» **Dataset records**
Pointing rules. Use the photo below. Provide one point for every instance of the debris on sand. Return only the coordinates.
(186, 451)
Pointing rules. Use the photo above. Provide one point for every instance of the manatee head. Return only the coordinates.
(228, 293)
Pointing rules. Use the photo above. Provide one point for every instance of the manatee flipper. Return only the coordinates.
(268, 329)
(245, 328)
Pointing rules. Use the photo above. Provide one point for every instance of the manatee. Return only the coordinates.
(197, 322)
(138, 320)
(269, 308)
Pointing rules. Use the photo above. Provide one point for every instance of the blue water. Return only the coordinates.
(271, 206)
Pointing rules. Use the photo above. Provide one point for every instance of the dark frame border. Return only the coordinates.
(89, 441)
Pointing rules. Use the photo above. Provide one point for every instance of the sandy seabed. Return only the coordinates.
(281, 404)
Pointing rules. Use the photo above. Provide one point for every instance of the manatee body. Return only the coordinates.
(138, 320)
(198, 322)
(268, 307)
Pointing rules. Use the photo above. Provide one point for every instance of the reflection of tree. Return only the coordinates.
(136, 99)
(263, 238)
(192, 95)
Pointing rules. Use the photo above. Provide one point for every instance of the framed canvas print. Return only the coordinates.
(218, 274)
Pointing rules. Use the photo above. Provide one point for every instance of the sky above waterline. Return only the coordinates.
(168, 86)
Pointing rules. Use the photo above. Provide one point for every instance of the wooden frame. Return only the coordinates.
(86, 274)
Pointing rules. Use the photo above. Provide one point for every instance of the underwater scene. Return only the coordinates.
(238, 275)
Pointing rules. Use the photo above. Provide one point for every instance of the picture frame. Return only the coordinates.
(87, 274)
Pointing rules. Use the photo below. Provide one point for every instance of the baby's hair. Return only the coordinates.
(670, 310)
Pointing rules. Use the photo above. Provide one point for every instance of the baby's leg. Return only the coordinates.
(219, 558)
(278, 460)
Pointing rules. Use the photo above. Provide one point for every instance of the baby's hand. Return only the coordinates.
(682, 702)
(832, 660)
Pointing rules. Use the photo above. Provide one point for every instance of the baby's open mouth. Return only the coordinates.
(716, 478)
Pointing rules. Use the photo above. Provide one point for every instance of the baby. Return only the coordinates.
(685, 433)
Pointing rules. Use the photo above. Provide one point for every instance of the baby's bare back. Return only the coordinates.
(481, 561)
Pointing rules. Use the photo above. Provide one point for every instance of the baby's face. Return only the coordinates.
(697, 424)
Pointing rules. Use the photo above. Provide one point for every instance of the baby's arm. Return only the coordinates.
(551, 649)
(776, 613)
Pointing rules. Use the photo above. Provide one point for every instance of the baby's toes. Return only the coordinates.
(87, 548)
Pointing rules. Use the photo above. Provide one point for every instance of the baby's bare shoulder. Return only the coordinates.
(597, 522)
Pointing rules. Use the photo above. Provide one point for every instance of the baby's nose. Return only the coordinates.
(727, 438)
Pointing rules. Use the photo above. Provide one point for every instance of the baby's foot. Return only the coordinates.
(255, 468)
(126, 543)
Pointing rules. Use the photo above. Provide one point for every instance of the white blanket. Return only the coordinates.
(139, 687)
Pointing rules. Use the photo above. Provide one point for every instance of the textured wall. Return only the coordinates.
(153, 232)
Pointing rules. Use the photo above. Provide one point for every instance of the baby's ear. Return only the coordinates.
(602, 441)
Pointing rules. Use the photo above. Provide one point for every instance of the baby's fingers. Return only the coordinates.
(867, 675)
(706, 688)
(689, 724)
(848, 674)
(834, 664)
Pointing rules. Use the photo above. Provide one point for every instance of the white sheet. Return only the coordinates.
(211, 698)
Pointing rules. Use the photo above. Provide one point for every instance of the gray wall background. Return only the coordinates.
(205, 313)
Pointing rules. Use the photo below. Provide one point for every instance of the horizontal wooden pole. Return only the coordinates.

» **Exercise directions**
Repeat every line of the data, exactly and in full.

» **Answer below**
Pointing rules. Use the photo below. Provide one point for every instance of the debris on sand. Return only the coordinates.
(186, 451)
Pointing rules. Use the photo above. Provide one point for every instance of the manatee head. Return only the coordinates.
(228, 293)
Pointing rules. Use the photo above. Provide one point for every instance of the manatee flipper. Return only the coordinates.
(268, 329)
(245, 328)
Pointing rules. Use the photo above. Provide one point for every instance of the manatee. Return only the coordinates.
(197, 322)
(138, 320)
(269, 308)
Pointing rules. Use the photo above. Provide one point for every instance of the blue water. Return only the coordinates.
(271, 206)
Pointing rules. Use the photo above. Provide one point for every instance of the dark frame border. Return only the coordinates.
(89, 441)
Pointing rules. Use the photo above. Provide one point for every instance of the sandy seabed. Return only the coordinates.
(281, 404)
Pointing rules. Use the photo above. Provide one point for every instance of the manatee body. Return only the coordinates.
(138, 320)
(198, 322)
(268, 307)
Pointing rules. Use the photo above. Provide one point for every instance of the reflection of tree. Return only the coordinates.
(136, 99)
(263, 238)
(192, 95)
Pointing rules. Use the photo above. Provide one point for every instance of the framed canvas print. Return only the coordinates.
(218, 274)
Pointing rules. Use the photo above. Provide one point for every instance of the sky above waterline. Return only the coordinates.
(168, 86)
Pointing rules. Use the photo above. Provide one point for every instance of the wooden frame. Return only the coordinates.
(86, 274)
Pointing rules. Use the photo above. Provide one point for every instance of the underwater scene. Return only the coordinates.
(238, 275)
Pointing rules. Use the photo above. Provide one point for every instance of the picture frame. Return only the coordinates.
(87, 274)
Pointing rules. Use the photo below. Provide one point for every instance of the baby's hair. Return only the coordinates.
(670, 310)
Pointing rules. Use the photo above. Provide one point for every instance of the baby's leg. Return only the coordinates.
(219, 558)
(278, 460)
Pointing rules. Use the photo above. Provide one point for every instance of the baby's hand. Return only the coordinates.
(682, 702)
(832, 660)
Pointing rules. Use the photo above. Provide one point for every instance of the baby's open mouth. Return only the coordinates.
(716, 478)
Pointing rules. Use the photo above. Provide one point for every instance of the baby. Return only the coordinates.
(685, 433)
Pointing rules. Use the photo above. Provide one point for every instance of the baby's bare back. Return only the coordinates.
(481, 561)
Pointing rules. Use the photo above. Provide one point for every instance of the baby's face. Return only the coordinates.
(697, 424)
Pointing rules. Use the photo above. Provide one point for every instance of the baby's arm. Return only the coordinates.
(551, 649)
(776, 613)
Pointing rules. Use the photo above. Provide one point for every instance of the baby's toes. Return only the coordinates.
(87, 548)
Pointing rules. Use the photo above. Provide one point for every instance of the baby's bare shoulder. Return only the coordinates.
(597, 522)
Pointing rules. Use the photo above. Provide one point for every instance of the baby's nose. Return only the coordinates.
(727, 438)
Pointing rules. Use the photo above. Provide one point for every instance of the baby's foot. Return only the coordinates.
(255, 468)
(126, 543)
Pointing rules. Use the photo above. Provide one point for every instance of the white blanket. Return only the coordinates.
(139, 687)
Pointing rules. Use the photo above. Provide one point for every instance of the textured wall. Return only the coordinates.
(153, 232)
Pointing rules. Use the photo above. Provide one point for every instance of the baby's ear. Return only the coordinates.
(602, 441)
Pointing rules. Use the photo above. Provide one point for every instance of the baby's fingers. Return only the coordinates.
(867, 675)
(706, 688)
(689, 724)
(848, 674)
(834, 664)
Pointing rules. Use the photo above. Provide one point for every instance of the white sheet. Return only the coordinates.
(211, 698)
Pointing rules. Use the photo above. Provide one point for every instance of the gray wall background. Return only the coordinates.
(205, 313)
Pointing rules. Use the photo below. Provide one point for every instance of the horizontal wooden pole. Return only the coordinates.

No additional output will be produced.